━━ Texto dado
Luego está Francia, donde el juego parece consistir en ver quién puede estar a la cabeza de las denuncias populistas del nuevo y detestable «imperio alemán». Desde la extrema derecha, la líder del Frente Nacional Marine Le Pen reprende a Merkel por el «sufrimiento» que le está imponiendo a los pueblos de Europa. En el extremo opuesto, tenemos a Jean-Luc Mélenchon del Frente de Izquierda que brama contra la política de «austeridad» de Merkel y la invita a «callarse».
El problema con esta germanofobia no es sólo que es estúpida o un síntoma más de la descomposición, frente a nuestros ojos, del proyecto europeo noble de integración e unión cada vez más estrecha. No, el problema con la germanofobia de hoy es que, contrariamente a lo que los aprendices de brujo que la atizan nos harían creer, su comportamiento no es una señal de su oposición al verdadero fascismo que se asoma en el horizonte, sino más bien de su fidelidad -y hasta su contribución- a ese fascismo. ¿Por qué?
Existen varias razones. Para empezar, oponerse a la política social, económica y exterior de Alemania igualando a Merkel con Hitler es banalizar a Hitler. Por más legítimo que pueda ser el desacuerdo con esas políticas, Alemania es una de las democracias más escrupulosas y ejemplares el continente. Decir que se asemeja de alguna manera al régimen nazi -que en Europa sigue representando la destrucción de la democracia (por cierto, de la civilización misma)- es exonerar a ese régimen y apaciguar y alentar a los neofascistas de hoy, permitiéndoles, intencionalmente o no, reingresar en el debate público.
━━━━
━━ Registros dados
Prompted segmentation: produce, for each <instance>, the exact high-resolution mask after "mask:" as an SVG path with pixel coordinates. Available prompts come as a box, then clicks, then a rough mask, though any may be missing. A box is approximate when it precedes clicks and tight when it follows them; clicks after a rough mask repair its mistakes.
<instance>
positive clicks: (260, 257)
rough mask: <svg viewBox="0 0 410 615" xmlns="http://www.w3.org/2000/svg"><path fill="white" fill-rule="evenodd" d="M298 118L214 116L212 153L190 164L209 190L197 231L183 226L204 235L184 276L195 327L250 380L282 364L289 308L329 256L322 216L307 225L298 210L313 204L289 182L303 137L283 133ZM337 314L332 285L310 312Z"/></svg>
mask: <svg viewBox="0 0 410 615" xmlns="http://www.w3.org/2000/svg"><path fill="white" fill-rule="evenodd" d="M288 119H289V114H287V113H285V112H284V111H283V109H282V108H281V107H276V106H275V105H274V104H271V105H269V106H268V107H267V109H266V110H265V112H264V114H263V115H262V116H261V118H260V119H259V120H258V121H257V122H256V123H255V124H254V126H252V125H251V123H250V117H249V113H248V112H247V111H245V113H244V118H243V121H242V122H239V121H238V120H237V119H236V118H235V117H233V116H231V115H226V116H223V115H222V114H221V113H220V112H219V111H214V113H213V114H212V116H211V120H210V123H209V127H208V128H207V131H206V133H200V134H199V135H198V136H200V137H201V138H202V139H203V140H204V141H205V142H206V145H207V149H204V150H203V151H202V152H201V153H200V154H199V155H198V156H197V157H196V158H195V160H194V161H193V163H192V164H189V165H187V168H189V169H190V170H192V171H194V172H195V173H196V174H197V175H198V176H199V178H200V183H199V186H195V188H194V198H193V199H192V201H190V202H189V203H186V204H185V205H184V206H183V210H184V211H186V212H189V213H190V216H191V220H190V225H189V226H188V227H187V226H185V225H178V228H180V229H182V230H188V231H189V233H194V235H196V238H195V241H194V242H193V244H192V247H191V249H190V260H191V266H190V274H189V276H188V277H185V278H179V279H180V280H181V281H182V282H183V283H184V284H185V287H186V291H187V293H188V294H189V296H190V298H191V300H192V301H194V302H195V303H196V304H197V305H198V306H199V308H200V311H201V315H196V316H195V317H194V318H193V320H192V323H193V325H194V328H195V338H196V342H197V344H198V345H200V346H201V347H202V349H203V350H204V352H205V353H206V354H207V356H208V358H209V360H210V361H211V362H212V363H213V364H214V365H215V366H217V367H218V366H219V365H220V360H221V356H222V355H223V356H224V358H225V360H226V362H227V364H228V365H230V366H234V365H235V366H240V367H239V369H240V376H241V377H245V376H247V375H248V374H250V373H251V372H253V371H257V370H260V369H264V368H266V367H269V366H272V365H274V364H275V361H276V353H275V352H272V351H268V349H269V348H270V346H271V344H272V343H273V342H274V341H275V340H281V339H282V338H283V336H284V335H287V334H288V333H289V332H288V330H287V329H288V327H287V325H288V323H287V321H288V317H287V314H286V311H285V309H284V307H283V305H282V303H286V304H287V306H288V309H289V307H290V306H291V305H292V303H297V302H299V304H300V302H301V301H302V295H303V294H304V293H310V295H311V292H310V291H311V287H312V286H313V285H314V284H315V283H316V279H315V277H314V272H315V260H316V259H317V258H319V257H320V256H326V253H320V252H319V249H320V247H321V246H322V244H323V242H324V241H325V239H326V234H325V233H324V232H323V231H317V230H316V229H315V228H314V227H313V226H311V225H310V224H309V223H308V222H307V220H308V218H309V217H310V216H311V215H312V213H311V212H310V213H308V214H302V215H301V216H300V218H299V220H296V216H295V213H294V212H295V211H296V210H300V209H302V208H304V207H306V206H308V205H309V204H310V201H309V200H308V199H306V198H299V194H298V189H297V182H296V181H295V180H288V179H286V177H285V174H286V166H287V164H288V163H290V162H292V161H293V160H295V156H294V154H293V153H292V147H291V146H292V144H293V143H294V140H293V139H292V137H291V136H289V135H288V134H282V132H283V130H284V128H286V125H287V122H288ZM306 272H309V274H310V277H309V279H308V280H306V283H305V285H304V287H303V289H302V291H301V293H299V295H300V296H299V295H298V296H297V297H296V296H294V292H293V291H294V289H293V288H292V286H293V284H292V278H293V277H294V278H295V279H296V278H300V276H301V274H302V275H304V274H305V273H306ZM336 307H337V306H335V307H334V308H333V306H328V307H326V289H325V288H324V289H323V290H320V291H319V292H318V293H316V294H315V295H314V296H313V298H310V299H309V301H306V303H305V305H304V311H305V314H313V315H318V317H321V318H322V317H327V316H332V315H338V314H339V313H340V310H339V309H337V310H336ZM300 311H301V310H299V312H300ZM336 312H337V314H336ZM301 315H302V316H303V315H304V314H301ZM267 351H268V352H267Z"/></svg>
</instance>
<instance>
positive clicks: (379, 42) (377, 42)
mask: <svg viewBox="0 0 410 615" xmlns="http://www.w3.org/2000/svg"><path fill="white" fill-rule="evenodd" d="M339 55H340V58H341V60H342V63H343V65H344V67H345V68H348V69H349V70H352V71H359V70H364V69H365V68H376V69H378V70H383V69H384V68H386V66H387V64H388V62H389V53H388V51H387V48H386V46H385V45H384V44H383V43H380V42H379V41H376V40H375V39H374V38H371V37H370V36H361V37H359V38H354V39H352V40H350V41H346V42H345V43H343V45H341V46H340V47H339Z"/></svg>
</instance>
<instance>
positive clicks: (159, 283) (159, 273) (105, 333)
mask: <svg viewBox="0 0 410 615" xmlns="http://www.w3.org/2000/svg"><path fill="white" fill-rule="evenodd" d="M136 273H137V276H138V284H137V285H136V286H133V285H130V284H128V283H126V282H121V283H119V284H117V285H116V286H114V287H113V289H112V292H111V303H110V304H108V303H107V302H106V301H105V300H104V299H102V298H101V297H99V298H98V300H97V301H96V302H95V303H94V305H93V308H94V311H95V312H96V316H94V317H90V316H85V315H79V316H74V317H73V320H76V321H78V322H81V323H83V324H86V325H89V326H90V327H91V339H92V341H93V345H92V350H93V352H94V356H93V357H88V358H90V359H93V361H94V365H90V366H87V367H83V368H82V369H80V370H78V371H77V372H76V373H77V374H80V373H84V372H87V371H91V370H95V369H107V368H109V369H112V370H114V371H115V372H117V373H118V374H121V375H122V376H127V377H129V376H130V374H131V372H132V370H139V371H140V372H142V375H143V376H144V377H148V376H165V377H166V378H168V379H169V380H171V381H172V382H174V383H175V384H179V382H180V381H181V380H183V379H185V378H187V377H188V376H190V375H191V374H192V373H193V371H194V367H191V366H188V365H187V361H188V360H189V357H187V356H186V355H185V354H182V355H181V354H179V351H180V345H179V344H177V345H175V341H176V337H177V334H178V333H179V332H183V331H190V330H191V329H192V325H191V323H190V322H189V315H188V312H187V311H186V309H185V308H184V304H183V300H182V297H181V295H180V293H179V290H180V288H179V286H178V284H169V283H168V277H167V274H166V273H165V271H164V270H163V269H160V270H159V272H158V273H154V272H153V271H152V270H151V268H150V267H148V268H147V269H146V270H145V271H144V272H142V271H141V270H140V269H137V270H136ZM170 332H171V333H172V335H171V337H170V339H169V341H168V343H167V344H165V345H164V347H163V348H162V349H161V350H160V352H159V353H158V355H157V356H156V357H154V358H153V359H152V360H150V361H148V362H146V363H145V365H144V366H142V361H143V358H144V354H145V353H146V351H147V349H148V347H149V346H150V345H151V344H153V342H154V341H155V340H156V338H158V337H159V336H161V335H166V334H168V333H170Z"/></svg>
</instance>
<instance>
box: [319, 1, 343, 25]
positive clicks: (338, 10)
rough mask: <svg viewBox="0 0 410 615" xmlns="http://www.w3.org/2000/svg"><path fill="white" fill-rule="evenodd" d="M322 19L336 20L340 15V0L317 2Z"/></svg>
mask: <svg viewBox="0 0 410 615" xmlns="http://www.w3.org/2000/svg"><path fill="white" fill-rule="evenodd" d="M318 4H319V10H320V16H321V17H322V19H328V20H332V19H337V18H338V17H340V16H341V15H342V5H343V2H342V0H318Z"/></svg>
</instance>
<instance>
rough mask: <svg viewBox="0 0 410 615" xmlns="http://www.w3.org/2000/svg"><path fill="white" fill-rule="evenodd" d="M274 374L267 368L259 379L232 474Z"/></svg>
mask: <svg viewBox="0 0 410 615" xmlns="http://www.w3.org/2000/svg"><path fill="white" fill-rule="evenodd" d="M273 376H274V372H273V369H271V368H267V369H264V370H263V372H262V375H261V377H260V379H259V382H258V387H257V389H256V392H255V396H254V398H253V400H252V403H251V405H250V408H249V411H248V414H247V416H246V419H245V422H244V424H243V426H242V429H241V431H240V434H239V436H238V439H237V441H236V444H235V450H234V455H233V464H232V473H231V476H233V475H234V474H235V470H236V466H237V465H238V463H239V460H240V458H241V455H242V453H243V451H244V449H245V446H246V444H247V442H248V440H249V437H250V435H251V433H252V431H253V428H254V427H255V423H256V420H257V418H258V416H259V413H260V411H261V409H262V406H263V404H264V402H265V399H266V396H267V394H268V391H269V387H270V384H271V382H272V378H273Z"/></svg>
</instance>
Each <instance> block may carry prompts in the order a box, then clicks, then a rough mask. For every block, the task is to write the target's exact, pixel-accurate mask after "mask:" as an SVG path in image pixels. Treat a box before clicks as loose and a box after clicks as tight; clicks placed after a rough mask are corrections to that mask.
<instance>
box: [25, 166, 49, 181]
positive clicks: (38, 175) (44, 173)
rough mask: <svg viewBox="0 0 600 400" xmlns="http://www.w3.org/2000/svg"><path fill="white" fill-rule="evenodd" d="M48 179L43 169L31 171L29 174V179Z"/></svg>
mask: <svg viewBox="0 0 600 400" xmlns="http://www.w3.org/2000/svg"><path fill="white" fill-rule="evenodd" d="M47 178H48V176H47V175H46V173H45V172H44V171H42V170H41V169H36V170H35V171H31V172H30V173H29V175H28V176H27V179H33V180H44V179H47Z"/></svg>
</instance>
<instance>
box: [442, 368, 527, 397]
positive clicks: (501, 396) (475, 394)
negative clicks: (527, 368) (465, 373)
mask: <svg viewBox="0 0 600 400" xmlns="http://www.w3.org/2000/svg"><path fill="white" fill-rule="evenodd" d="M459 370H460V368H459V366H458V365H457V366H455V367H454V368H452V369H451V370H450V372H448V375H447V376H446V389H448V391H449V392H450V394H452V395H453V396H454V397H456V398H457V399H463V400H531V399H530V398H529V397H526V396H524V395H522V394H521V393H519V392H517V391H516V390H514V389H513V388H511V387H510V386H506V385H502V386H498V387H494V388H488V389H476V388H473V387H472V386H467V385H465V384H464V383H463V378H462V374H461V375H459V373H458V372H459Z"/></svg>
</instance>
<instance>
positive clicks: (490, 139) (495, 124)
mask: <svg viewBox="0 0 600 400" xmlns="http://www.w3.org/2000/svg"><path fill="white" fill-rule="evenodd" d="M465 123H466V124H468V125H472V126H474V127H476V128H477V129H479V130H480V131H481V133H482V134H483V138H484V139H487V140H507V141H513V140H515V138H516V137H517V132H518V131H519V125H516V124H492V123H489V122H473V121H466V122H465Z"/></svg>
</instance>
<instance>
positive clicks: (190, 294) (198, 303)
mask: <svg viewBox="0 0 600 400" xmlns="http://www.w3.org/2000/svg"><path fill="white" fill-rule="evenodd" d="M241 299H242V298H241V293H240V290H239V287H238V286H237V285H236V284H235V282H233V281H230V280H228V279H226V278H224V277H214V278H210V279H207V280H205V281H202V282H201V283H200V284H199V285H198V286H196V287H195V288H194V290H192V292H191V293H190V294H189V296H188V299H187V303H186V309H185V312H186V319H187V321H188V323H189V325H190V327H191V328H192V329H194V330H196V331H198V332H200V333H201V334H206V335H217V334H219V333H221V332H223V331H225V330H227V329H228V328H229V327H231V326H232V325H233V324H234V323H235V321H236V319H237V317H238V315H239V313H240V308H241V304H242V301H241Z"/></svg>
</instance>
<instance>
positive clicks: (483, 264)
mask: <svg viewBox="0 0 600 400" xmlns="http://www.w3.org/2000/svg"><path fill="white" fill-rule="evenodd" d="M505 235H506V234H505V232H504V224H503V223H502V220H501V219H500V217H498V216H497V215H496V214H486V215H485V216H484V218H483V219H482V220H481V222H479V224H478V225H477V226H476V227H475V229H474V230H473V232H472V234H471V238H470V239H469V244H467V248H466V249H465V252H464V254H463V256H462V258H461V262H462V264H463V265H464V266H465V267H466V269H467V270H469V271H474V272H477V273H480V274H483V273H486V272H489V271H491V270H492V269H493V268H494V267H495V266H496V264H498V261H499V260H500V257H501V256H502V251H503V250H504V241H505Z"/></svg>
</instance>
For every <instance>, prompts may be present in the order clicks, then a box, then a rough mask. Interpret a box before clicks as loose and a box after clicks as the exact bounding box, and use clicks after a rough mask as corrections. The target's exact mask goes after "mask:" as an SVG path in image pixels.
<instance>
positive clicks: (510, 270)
━━━━
» Problemas por resolver
a) Reproduce del texto sobre la germanofobia todo lo que va desde "Existen varias razones." hasta "el debate público.".
b) Pasa al inglés esta oración del texto sobre la germanofobia: «Desde la extrema derecha, la líder del Frente Nacional Marine Le Pen reprende a Merkel por el «sufrimiento» que le está imponiendo a los pueblos de Europa.»
c) Retoma el texto sobre la germanofobia justo donde termina y sigue escribiéndolo.

» Respuestas del ejercicio
a)
Existen varias razones. Para empezar, oponerse a la política social, económica y exterior de Alemania igualando a Merkel con Hitler es banalizar a Hitler. Por más legítimo que pueda ser el desacuerdo con esas políticas, Alemania es una de las democracias más escrupulosas y ejemplares el continente. Decir que se asemeja de alguna manera al régimen nazi -que en Europa sigue representando la destrucción de la democracia (por cierto, de la civilización misma)- es exonerar a ese régimen y apaciguar y alentar a los neofascistas de hoy, permitiéndoles, intencionalmente o no, reingresar en el debate público.

b) From the far right, National Front leader Marine Le Pen scolds Merkel for the "suffering" she is imposing on the peoples of Europe.

c)
Es más (y esto es clave), aquellos más entusiasmados por desacreditar a Merkel resultan ser los mismos que no dudan en bailar el vals con los neo-Nazis vieneses o formar una alianza, como en Atenas, con los líderes de un partido genuinamente extremista. Todo el clamor generado en torno a una Alemania que supuestamente «se reencontró con sus demonios» esconde la voz de partidos fascistas -desde Amanecer Dorado de Grecia hasta Jobbik de Hungría, SNS de Eslovaquia, Vlaams Belang de Bélgica y Ataka de Bulgaria- que están en proceso de establecerse en Europa.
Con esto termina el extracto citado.